#### Excerpt from a dataset:
......

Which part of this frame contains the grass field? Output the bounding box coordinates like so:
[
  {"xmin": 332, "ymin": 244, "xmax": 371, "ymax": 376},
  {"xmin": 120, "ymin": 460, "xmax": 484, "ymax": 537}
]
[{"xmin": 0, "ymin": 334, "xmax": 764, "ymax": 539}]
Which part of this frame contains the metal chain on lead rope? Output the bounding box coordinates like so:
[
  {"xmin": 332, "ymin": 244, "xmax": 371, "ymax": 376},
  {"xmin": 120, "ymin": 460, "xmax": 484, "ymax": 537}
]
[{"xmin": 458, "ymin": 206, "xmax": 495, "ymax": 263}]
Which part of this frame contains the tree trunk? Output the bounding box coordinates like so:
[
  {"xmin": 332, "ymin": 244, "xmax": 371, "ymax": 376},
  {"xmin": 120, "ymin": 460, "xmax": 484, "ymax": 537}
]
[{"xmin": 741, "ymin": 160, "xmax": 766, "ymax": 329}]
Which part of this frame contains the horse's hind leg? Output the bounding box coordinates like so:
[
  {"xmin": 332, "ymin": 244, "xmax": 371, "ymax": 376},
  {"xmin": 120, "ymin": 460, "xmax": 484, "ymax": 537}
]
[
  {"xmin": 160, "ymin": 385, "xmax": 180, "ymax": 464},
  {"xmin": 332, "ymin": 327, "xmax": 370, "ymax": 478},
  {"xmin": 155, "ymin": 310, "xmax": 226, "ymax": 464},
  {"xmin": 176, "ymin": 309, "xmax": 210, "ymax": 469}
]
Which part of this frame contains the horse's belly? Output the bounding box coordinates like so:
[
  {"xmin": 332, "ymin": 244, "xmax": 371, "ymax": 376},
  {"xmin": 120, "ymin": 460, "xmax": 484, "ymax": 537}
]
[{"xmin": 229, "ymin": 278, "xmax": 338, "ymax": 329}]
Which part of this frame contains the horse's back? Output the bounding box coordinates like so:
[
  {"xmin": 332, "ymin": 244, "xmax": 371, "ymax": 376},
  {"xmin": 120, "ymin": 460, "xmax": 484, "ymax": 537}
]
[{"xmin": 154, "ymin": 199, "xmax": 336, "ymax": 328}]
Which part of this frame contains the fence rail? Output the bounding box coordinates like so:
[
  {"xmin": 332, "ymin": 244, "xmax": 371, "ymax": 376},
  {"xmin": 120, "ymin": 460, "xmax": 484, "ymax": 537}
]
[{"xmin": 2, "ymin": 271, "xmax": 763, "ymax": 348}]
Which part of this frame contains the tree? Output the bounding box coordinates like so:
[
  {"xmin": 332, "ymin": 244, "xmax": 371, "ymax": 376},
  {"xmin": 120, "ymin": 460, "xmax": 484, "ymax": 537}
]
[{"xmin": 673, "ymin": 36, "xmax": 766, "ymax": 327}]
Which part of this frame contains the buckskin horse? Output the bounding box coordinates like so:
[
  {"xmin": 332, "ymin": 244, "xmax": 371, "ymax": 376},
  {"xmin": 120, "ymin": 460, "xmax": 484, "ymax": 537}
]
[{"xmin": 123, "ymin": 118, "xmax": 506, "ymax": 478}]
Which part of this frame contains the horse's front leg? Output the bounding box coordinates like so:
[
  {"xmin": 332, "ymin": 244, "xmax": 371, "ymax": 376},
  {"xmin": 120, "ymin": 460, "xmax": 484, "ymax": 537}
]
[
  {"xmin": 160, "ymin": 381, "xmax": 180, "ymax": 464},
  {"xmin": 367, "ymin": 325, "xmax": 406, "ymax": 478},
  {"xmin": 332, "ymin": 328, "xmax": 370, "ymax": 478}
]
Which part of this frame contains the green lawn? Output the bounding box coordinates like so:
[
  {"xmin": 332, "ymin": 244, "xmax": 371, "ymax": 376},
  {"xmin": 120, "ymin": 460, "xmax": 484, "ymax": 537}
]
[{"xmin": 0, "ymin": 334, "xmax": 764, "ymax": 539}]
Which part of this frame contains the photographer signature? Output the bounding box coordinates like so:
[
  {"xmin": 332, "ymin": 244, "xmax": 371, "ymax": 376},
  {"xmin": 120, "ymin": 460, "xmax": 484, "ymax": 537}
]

......

#### WHAT IS REQUIRED:
Please scale the lines from the one containing "Which part of this frame contains the horse's back?" through the end of the records, inclusive, writing out only those lines, requests included, with every bounding box coordinate in the answers multiplied by 0.65 and rounded to a whole number, halves up. Leave the numbers in the requests and their format samples unchanged.

#### REPLY TO THE TASK:
Which part of this frame contains the horse's back? Output the bounding box coordinates like so:
[
  {"xmin": 332, "ymin": 244, "xmax": 371, "ymax": 376},
  {"xmin": 120, "ymin": 460, "xmax": 484, "ymax": 537}
]
[{"xmin": 100, "ymin": 129, "xmax": 218, "ymax": 213}]
Which part of this frame contains the fence rail? Output the bounding box coordinates like so:
[
  {"xmin": 332, "ymin": 244, "xmax": 371, "ymax": 376},
  {"xmin": 120, "ymin": 460, "xmax": 484, "ymax": 537}
]
[{"xmin": 1, "ymin": 176, "xmax": 496, "ymax": 226}]
Which part of this frame contains the tree? Output the bounding box coordinates like so:
[
  {"xmin": 332, "ymin": 244, "xmax": 371, "ymax": 376},
  {"xmin": 120, "ymin": 460, "xmax": 484, "ymax": 537}
]
[{"xmin": 437, "ymin": 23, "xmax": 498, "ymax": 213}]
Which part of this frame contains the buckskin horse? Output the bounding box coordinates like so:
[
  {"xmin": 332, "ymin": 244, "xmax": 371, "ymax": 376},
  {"xmin": 120, "ymin": 460, "xmax": 484, "ymax": 537}
]
[{"xmin": 80, "ymin": 77, "xmax": 329, "ymax": 311}]
Which part of this frame contains the horse's front leg? Output the bounding box coordinates like so:
[
  {"xmin": 332, "ymin": 244, "xmax": 371, "ymax": 376},
  {"xmin": 120, "ymin": 460, "xmax": 484, "ymax": 537}
]
[
  {"xmin": 104, "ymin": 248, "xmax": 117, "ymax": 302},
  {"xmin": 239, "ymin": 211, "xmax": 264, "ymax": 311},
  {"xmin": 216, "ymin": 213, "xmax": 241, "ymax": 311}
]
Which part of this frame contains the green lawn? Output the bounding box coordinates like so:
[
  {"xmin": 332, "ymin": 244, "xmax": 371, "ymax": 376},
  {"xmin": 120, "ymin": 460, "xmax": 484, "ymax": 537}
]
[{"xmin": 0, "ymin": 217, "xmax": 497, "ymax": 350}]
Which part of this frame contains the photographer signature? Output the bounding box coordinates like so:
[
  {"xmin": 332, "ymin": 244, "xmax": 371, "ymax": 376},
  {"xmin": 120, "ymin": 460, "xmax": 484, "ymax": 537}
]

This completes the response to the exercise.